## AIM OF THE TASK
Reproduce the records below word for word, leaving nothing out.

## DATA SUPPLIED

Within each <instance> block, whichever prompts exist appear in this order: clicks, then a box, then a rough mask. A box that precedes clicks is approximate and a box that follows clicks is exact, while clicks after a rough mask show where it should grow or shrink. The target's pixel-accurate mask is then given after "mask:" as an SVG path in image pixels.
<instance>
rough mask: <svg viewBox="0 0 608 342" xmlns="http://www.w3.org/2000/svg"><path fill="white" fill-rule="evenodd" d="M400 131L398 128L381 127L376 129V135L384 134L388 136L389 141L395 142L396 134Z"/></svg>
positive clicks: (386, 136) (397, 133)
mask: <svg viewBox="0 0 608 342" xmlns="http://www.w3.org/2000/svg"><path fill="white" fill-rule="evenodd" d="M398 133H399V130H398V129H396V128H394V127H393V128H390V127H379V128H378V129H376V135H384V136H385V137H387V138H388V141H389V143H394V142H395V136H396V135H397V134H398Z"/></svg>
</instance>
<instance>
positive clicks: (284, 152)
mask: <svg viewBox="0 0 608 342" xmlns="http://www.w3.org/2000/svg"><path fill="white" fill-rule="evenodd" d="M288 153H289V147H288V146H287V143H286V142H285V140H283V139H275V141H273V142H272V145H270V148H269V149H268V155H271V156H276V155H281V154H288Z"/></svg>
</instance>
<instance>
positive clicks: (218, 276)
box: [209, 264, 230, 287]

## REPLY TO THE EXERCISE
Within each <instance> block, whichever prompts exist appear in this order: clicks, then a box, then a rough mask. A box that precedes clicks is approximate and a box that follows clicks is exact, while clicks after a rough mask show where it should grow or shrink. The target's pixel-accurate mask is then given after "mask:" as an SVG path in image pixels.
<instance>
rough mask: <svg viewBox="0 0 608 342" xmlns="http://www.w3.org/2000/svg"><path fill="white" fill-rule="evenodd" d="M400 131L398 128L381 127L376 129V135L384 134L388 136L389 141L395 142L396 134Z"/></svg>
positive clicks: (386, 136) (397, 133)
mask: <svg viewBox="0 0 608 342" xmlns="http://www.w3.org/2000/svg"><path fill="white" fill-rule="evenodd" d="M398 133H399V130H398V129H396V128H394V127H393V128H390V127H379V128H378V129H376V135H384V136H385V137H387V138H388V141H389V143H394V142H395V136H396V135H397V134H398Z"/></svg>
</instance>
<instance>
positive clicks: (284, 152)
mask: <svg viewBox="0 0 608 342" xmlns="http://www.w3.org/2000/svg"><path fill="white" fill-rule="evenodd" d="M288 153H289V147H288V146H287V143H286V142H285V140H283V139H275V141H273V142H272V145H270V148H269V149H268V155H271V156H276V155H281V154H288Z"/></svg>
</instance>
<instance>
positive clicks: (218, 276)
box: [209, 264, 230, 287]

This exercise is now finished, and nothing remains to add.